====== SUPPLIED RECORDS

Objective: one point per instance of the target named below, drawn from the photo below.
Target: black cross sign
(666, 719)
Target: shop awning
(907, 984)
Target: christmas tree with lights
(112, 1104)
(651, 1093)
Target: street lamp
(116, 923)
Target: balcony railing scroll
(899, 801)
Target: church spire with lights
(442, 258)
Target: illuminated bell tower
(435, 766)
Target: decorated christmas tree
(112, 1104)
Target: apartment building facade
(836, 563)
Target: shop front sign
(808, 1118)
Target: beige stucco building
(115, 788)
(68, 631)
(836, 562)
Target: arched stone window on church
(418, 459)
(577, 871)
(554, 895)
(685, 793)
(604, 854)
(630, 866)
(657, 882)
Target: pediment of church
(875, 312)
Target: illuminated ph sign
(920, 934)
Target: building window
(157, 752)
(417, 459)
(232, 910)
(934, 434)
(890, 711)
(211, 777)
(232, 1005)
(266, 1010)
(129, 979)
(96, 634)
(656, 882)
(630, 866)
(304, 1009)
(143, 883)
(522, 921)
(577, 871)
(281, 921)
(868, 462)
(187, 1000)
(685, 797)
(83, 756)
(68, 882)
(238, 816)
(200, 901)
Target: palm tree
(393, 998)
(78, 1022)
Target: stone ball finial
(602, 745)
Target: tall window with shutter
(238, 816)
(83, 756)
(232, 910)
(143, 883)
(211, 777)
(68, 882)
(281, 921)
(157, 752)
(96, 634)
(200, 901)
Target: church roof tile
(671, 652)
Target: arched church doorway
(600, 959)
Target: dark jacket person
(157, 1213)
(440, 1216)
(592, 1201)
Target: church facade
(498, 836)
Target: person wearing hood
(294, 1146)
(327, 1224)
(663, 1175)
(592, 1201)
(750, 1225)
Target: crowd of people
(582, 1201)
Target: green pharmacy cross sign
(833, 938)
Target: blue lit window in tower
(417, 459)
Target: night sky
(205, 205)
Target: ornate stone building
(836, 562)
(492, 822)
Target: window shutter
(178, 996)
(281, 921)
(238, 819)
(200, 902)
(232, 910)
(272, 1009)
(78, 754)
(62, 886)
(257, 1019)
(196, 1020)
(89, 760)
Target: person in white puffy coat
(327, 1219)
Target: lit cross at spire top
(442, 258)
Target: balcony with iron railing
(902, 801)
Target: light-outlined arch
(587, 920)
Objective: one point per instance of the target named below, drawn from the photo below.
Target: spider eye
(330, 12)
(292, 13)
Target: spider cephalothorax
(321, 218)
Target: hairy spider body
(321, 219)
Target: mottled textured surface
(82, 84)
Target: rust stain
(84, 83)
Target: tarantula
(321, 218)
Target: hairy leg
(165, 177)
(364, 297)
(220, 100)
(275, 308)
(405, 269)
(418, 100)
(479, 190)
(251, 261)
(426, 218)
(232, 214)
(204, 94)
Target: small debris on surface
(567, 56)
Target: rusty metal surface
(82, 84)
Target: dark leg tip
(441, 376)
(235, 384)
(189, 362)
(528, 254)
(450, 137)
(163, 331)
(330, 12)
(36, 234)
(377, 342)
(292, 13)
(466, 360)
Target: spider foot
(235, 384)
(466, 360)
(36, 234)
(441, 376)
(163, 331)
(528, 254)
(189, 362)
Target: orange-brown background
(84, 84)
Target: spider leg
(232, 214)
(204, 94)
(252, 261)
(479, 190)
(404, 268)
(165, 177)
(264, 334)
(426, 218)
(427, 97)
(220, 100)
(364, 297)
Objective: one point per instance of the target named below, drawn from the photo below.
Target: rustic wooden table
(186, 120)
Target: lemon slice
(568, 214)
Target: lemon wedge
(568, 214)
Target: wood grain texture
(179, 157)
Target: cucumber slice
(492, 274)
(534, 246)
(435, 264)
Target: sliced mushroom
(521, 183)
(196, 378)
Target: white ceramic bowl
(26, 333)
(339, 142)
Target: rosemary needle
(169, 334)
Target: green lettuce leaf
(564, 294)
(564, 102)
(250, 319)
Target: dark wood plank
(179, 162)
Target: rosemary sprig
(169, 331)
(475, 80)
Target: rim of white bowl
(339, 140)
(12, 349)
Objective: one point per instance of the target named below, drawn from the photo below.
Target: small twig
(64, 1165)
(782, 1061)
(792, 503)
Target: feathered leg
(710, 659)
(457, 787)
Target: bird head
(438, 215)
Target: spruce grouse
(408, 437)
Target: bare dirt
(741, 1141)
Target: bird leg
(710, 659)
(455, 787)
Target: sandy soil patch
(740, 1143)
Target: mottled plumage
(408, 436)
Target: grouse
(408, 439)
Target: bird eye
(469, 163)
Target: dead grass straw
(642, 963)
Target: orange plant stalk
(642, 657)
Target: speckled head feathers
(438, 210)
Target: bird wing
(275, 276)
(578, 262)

============

Starting with the line with "Target: mottled plumage" and going on through the final line, rewrite every line, keeping the lines without coordinates unchanged and scaling each coordinate pair by 0.2, with each value rounded to a whole number and halves rounded up.

EXPECTED ANSWER:
Target: mottled plumage
(82, 87)
Target: grouse
(82, 88)
Target: bird eye
(94, 33)
Target: dead grass straw
(128, 193)
Target: orange plant stalk
(128, 131)
Target: speckled head feathers
(88, 42)
Target: bird wing
(55, 55)
(116, 52)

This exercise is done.